[START Record list]

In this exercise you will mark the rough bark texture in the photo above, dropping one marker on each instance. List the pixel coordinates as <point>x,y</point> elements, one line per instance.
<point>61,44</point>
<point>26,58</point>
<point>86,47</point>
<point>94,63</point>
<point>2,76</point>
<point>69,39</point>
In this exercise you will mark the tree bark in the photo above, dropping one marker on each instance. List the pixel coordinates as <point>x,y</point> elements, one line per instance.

[END Record list]
[START Record list]

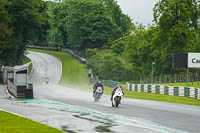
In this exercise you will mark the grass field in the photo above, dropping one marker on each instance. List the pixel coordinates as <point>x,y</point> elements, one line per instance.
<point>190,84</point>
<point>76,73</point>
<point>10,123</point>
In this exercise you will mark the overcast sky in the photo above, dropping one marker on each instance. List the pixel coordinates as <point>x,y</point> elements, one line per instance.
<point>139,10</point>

[END Record list]

Please pick out each line in the data above that contains the word "this" and copy those lines in full.

*Exercise answer:*
In this exercise you will mark the rough bark texture in the photo above, dropping one marker on each instance. List the pixel coordinates as <point>x,y</point> elements, one line per instance.
In this exercise you will mark the tree bark in the photo above, dropping one marker on each instance. List the pixel coordinates as <point>x,y</point> elements, one line per instance.
In this exercise you will mark the grass field in the photo above, dropping one marker on each instance. List the pixel coordinates as <point>x,y</point> elements, one line per instance.
In this exercise you will mark the overcast sky in the photo above, dropping one marker on each instance. List the pixel coordinates as <point>x,y</point> elements, one line per instance.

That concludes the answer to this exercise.